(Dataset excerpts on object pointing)
######

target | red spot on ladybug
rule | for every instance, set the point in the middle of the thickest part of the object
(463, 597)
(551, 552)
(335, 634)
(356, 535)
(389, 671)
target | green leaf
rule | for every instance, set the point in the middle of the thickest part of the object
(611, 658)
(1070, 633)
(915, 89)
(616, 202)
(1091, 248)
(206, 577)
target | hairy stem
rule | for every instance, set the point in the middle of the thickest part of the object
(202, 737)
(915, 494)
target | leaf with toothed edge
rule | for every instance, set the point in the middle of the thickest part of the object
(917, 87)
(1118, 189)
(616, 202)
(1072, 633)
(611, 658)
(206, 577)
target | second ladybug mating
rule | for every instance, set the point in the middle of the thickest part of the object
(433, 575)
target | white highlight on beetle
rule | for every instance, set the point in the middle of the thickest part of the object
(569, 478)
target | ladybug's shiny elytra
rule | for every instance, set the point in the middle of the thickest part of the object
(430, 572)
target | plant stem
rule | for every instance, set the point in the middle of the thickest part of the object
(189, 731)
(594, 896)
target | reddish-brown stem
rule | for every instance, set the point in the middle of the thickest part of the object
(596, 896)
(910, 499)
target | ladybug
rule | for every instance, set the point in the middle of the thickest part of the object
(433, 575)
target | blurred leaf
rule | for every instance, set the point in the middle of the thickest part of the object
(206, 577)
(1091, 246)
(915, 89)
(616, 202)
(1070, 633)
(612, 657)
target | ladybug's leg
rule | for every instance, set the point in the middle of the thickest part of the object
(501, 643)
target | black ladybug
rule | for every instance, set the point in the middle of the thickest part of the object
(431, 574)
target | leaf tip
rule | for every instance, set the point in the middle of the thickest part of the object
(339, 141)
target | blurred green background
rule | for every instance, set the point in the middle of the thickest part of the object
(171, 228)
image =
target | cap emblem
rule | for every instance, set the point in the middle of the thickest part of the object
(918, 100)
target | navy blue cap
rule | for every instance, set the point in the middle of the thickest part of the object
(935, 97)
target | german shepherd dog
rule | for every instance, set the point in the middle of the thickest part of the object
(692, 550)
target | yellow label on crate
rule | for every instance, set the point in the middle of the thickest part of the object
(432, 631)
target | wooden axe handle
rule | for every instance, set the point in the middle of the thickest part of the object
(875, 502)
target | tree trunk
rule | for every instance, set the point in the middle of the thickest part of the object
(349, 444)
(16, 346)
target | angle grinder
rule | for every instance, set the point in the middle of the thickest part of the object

######

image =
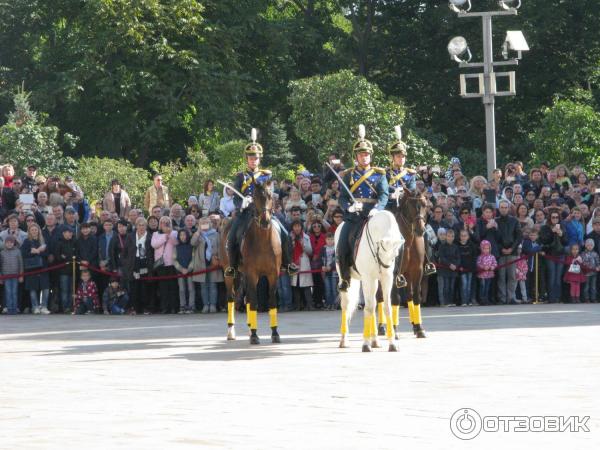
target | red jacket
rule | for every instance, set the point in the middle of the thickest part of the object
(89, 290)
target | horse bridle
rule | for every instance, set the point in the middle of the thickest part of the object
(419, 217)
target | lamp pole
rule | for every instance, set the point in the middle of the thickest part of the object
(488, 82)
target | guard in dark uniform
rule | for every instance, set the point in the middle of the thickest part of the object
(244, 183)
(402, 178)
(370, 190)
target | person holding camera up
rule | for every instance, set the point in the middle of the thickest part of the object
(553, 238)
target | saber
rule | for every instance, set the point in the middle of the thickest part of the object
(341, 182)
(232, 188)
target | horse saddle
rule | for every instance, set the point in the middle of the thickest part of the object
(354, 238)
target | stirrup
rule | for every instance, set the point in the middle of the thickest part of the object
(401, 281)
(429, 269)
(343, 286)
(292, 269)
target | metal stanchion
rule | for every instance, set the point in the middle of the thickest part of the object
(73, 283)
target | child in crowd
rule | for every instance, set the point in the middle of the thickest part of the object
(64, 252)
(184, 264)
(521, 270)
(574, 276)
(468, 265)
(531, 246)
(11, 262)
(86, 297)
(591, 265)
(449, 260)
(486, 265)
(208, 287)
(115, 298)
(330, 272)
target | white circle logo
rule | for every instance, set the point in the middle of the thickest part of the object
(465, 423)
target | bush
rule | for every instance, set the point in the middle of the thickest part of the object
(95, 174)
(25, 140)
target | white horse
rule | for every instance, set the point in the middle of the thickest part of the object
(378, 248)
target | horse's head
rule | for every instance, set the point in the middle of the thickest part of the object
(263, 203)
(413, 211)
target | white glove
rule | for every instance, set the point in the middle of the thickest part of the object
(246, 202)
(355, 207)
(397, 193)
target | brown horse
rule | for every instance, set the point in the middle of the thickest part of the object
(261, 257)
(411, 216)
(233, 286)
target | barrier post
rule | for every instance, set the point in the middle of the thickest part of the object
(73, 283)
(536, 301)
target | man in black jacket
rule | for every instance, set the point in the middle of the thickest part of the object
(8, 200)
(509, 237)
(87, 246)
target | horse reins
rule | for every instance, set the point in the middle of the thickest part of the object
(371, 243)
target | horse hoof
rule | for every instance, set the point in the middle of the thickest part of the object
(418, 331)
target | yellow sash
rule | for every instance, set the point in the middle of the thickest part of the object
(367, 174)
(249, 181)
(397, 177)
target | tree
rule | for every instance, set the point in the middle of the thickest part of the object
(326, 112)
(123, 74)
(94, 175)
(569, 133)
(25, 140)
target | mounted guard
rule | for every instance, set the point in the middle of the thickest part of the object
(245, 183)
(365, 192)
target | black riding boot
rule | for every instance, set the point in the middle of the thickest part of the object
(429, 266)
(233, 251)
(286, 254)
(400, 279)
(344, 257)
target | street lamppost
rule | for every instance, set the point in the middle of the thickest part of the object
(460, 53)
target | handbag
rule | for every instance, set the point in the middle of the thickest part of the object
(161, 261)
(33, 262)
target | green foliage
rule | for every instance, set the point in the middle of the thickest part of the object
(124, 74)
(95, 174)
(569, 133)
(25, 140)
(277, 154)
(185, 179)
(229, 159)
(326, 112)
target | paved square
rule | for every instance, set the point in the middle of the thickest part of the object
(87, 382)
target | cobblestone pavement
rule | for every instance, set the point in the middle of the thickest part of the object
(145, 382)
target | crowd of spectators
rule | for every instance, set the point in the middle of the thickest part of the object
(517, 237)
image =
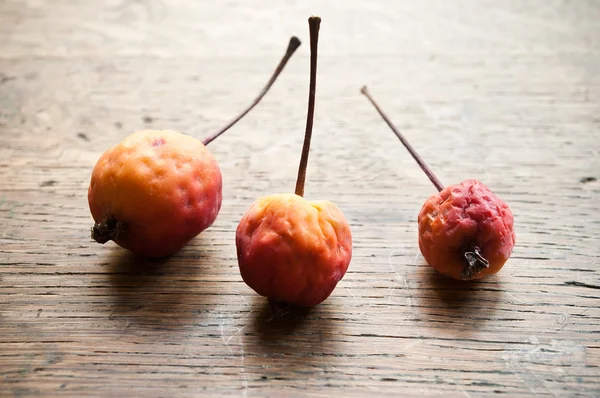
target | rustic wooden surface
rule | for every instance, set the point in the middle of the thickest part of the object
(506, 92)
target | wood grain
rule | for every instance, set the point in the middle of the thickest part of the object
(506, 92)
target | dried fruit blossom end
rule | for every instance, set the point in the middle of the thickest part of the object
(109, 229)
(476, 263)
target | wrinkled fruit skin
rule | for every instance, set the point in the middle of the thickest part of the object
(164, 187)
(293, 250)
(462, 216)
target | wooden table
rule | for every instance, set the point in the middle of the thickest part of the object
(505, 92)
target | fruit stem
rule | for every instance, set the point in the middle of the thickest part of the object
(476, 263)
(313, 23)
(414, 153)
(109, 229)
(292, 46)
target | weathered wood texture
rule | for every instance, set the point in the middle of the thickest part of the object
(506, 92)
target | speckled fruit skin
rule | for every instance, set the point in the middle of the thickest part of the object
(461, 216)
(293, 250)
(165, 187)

######

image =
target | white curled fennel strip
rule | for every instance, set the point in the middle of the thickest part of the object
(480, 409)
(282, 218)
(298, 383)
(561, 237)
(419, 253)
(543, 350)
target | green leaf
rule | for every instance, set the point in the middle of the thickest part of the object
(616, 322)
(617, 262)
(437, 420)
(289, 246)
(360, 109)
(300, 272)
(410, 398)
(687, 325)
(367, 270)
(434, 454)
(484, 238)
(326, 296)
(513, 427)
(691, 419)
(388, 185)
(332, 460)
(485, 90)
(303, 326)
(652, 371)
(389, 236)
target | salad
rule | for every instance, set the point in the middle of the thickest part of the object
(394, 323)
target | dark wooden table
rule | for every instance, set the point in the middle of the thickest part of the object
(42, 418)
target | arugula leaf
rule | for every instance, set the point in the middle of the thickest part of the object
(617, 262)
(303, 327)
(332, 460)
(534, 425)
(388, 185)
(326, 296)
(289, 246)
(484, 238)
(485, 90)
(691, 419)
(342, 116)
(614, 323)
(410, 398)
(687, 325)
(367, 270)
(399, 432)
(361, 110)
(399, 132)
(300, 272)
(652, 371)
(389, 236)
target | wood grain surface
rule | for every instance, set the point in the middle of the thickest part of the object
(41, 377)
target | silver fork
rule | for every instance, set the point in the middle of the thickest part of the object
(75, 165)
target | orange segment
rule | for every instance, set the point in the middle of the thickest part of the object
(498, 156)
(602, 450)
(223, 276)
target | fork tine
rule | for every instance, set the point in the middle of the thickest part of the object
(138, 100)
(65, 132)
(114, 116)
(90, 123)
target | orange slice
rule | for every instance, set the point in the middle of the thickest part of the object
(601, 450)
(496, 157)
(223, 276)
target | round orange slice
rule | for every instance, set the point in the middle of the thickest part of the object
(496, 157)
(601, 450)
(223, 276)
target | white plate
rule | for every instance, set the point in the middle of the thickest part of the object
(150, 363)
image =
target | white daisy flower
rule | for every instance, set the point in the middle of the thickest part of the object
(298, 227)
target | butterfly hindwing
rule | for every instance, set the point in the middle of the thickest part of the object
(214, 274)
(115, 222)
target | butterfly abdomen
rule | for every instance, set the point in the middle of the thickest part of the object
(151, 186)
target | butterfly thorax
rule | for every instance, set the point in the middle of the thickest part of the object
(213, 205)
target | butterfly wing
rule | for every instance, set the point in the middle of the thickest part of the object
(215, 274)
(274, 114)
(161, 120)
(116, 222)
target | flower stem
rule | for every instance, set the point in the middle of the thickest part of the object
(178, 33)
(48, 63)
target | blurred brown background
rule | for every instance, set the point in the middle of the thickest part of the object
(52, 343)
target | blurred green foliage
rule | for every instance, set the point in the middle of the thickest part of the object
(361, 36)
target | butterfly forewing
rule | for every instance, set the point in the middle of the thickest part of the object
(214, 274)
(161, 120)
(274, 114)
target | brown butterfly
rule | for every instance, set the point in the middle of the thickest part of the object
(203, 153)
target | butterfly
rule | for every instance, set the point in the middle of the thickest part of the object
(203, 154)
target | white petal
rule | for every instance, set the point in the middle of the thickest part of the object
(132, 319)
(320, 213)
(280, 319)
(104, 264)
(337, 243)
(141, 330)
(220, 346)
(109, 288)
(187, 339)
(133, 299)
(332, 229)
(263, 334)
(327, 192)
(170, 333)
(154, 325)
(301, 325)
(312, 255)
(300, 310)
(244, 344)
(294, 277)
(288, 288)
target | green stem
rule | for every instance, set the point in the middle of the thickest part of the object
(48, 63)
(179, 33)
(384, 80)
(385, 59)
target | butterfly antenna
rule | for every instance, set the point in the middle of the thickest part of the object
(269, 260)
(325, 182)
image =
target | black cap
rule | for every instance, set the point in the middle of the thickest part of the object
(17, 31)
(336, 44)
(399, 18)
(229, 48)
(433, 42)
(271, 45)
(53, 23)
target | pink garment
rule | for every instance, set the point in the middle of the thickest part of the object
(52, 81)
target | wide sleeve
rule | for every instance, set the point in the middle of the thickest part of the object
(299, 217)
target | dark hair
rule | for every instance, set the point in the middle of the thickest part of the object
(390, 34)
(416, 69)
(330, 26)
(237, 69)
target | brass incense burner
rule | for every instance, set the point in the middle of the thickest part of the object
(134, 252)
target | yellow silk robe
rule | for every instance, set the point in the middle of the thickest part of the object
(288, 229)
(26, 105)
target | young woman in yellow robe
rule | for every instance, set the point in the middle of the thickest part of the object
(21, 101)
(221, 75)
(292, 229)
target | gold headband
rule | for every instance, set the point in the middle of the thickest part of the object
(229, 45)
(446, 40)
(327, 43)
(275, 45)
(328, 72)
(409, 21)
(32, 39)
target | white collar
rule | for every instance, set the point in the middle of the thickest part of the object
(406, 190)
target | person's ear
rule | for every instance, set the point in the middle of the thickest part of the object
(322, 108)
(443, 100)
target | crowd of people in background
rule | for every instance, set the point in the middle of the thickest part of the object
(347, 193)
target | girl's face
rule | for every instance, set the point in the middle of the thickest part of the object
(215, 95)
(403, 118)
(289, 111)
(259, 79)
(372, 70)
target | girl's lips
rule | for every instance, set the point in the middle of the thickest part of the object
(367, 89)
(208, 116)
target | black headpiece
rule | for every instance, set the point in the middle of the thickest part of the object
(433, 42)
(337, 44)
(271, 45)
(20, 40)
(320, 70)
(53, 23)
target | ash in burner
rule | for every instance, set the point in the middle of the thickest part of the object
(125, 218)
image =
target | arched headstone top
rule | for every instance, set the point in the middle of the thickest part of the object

######

■ EXERCISE AIM:
From the records above, extract every line that contains the string "robe" and list those lines.

■ FULL SOLUTION:
target | yellow silk robe
target | young woman in yellow robe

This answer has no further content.